### PASSAGE FOURNI

Très vite, l'amazone est repérée de part et d’autre. Elle tape dans l'œil de Marcus Ehning, qui lui propose alors d’intégrer ses écuries, sises à Borken, en Rhénanie-du-Nord-Westphalie, tout près de la frontière néerlandaise. “Après l’école, j’ai continué à monter à cheval, mais j’ai d’abord effectué une formation plus théorique. J’ai commencé à travailler dans les bureaux de la Fédération allemand, car je souhaitais en apprendre davantage sur tout ce qui entoure le monde équestre. Si je souhaite un jour fonder ma propre structure, ces connaissances me seront nécessaires. À ce moment-là, Marcus m’avait déjà demandé si j’aimerais venir monter et travailler pour lui. En fait, il a dû attendre six mois avant que je lui dise ‘oui, maintenant je peux venir’. Nous avons appris à nous connaître et c’était une super période”, reprend la jeune femme, qui débarque chez l’homme aux trois victoires en finale de la Coupe du monde avec un certain A La Carte NRW (Westph, Abke x Lux Z). “J’ai eu A La Carte à six ans. Nous avons couru notre première Coupe des nations 5* ensemble (en 2017, 0+12, déjà dans l’Officiel de Grande-Bretagne, ndlr) et maintenant, Marcus le monte toujours. À Hickstead, il a signé un sans-faute et un parcours à quatre points dans la Coupe des nations. C’est cool !”, se réjouit-elle. “Cela prouve ma qualité de formatrice de chevaux. On les fait évoluer, on leur donne de l’expérience ; c’est incroyable à quel point on peut progresser avec les chevaux. On démarre avec un cheval qui ne sait même pas marcher droit, et, deux ans après, on le rend super pratique. C’est ce qui me rend heureuse : voir mes chevaux éclore au niveau supérieur.”

### DONNÉES AFFICHÉES
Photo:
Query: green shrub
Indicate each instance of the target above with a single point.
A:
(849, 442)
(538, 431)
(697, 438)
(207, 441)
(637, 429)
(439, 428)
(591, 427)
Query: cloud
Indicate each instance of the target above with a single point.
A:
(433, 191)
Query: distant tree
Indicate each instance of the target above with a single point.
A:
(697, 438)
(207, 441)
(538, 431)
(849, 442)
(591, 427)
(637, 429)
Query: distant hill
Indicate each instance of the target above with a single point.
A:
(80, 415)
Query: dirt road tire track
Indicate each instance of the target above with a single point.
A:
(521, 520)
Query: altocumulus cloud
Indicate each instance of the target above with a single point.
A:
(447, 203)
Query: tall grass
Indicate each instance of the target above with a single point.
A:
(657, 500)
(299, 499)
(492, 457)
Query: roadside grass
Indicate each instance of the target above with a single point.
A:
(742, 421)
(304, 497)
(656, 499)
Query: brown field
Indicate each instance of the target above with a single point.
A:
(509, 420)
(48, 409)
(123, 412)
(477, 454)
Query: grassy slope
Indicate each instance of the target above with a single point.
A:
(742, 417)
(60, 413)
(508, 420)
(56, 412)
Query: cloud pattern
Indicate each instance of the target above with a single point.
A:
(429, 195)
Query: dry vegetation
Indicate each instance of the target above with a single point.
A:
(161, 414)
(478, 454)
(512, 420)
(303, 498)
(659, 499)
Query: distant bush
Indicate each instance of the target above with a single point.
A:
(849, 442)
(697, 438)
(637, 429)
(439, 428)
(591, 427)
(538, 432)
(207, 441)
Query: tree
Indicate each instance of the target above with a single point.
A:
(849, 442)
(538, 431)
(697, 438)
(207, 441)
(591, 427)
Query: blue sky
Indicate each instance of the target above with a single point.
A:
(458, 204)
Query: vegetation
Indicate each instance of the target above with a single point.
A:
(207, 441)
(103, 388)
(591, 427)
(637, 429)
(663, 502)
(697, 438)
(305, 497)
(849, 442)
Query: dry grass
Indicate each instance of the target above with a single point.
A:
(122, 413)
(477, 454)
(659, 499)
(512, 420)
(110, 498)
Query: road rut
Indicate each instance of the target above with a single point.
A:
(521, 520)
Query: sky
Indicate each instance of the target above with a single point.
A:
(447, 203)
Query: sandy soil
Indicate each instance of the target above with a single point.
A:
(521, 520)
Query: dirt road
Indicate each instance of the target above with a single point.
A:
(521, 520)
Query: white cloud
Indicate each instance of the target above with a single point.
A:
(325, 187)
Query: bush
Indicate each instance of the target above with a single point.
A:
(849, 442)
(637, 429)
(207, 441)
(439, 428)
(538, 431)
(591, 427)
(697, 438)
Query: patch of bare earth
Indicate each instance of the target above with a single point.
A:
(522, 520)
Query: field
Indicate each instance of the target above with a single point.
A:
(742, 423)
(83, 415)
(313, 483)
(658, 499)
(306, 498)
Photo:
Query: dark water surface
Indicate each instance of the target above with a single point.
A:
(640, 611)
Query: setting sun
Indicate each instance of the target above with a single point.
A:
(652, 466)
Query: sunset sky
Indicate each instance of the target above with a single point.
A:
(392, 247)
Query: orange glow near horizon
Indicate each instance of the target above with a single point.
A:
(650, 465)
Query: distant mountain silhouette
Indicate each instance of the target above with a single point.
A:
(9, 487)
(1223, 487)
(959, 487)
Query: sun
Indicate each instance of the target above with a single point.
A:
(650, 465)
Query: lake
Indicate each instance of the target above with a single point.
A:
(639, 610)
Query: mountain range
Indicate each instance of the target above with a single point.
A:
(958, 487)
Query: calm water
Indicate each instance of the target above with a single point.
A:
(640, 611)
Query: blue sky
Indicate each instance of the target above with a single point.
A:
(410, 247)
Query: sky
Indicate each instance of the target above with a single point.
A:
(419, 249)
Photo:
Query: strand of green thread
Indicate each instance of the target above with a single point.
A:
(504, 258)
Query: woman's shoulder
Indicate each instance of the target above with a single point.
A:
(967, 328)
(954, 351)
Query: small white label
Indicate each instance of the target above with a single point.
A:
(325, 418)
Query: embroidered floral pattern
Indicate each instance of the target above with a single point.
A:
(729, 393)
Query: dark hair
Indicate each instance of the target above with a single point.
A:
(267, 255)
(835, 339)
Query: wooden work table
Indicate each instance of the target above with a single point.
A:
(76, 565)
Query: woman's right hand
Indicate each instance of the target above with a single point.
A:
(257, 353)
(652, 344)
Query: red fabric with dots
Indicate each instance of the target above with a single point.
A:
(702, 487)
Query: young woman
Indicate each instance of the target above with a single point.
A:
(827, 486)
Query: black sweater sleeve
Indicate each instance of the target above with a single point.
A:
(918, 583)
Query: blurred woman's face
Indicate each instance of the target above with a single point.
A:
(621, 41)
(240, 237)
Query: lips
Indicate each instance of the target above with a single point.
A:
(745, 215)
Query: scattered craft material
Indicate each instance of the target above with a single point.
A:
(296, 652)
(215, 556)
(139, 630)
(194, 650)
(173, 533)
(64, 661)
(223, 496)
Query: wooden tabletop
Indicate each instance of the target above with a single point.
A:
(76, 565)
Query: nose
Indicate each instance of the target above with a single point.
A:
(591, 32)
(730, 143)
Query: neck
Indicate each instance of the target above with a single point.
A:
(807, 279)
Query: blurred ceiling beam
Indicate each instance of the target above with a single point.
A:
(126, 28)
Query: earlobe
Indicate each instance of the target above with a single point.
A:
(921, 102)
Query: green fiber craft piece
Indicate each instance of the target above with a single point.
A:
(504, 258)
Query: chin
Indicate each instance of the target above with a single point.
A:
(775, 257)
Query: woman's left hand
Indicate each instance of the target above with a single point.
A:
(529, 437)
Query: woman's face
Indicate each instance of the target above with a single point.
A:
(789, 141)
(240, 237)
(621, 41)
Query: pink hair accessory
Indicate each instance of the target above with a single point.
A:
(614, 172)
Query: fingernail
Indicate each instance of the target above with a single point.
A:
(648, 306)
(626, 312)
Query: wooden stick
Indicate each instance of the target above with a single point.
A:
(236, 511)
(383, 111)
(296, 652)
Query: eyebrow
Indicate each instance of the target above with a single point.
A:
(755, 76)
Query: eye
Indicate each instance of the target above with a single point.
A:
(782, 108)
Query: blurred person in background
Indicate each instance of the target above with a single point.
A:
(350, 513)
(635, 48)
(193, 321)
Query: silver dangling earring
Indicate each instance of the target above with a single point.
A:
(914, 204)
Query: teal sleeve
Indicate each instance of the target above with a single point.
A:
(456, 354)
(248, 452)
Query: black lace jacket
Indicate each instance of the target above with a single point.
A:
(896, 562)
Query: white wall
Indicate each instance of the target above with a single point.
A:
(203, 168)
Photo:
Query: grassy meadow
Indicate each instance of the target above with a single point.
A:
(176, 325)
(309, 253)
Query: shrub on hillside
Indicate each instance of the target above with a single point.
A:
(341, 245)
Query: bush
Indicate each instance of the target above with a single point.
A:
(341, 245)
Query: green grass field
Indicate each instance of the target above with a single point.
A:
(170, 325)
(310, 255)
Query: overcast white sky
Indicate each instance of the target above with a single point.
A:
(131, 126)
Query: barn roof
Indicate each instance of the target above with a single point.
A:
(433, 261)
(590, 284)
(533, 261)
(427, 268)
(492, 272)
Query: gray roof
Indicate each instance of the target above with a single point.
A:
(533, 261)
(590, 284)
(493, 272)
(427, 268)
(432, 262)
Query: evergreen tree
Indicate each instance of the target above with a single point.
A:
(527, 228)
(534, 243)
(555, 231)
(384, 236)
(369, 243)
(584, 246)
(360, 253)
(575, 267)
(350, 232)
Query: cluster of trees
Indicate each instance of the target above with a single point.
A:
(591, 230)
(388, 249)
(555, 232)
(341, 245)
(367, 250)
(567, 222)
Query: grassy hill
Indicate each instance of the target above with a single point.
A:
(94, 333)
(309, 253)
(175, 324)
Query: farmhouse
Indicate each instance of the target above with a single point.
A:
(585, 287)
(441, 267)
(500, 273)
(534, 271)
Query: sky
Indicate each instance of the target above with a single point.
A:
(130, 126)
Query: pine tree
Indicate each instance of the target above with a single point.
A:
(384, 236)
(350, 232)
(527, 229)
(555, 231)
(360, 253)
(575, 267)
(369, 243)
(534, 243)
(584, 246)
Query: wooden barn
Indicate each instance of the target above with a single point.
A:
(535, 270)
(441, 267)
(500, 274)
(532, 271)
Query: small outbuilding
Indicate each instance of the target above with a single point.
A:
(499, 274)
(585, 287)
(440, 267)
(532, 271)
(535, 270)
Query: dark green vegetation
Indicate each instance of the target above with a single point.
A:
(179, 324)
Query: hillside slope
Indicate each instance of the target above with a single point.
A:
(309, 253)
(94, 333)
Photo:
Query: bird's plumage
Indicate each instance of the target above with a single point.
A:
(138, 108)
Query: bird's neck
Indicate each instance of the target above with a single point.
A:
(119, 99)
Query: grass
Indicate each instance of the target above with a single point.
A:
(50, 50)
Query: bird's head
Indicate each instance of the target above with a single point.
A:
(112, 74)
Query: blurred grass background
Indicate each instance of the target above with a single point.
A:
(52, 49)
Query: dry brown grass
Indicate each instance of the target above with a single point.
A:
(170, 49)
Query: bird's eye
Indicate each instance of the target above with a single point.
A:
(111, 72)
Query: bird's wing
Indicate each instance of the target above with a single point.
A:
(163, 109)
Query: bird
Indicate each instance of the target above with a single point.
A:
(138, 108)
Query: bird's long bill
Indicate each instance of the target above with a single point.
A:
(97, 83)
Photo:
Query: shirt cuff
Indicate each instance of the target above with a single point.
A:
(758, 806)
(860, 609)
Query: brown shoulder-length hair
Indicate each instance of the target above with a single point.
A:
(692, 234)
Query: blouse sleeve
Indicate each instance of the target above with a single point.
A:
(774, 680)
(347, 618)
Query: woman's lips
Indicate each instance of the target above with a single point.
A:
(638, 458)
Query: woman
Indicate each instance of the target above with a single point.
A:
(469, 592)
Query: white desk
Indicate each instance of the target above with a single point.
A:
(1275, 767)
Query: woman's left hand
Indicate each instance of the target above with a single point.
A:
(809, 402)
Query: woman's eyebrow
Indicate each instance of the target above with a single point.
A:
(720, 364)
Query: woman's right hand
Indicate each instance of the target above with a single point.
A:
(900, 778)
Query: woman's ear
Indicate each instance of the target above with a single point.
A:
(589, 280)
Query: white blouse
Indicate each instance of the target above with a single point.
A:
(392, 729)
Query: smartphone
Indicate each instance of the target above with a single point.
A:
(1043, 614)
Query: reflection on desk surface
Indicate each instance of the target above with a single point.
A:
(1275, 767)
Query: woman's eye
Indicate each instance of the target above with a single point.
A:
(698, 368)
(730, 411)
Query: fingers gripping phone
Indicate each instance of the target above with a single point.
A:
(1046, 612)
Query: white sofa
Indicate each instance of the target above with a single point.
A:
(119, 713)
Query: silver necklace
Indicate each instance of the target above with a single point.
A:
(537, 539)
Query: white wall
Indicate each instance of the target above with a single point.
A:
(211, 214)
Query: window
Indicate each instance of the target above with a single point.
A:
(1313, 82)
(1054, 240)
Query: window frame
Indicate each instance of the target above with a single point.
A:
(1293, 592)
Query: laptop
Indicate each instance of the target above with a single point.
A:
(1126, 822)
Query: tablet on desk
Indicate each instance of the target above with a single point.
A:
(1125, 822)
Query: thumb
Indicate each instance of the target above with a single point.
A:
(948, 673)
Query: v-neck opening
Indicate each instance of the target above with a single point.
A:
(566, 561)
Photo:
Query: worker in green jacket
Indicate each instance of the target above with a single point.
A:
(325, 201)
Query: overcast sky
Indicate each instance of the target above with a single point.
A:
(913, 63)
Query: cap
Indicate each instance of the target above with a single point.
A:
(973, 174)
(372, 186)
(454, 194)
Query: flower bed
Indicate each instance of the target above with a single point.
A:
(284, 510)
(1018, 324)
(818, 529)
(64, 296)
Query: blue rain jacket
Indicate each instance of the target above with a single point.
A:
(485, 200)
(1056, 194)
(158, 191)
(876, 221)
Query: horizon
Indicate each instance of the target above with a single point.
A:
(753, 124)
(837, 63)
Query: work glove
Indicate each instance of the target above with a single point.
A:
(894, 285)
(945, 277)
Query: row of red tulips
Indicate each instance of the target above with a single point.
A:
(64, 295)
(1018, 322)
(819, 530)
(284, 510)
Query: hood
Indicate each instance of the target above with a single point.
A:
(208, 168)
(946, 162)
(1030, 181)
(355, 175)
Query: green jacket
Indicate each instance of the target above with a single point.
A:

### VOTRE OBJECTIF
Dressez la liste de tous les noms de lieux cités dans le passage sur la cavalière, dans l'ordre où ils apparaissent.

### LA RÉPONSE
- Borken
- Rhénanie-du-Nord-Westphalie
- Grande-Bretagne
- Hickstead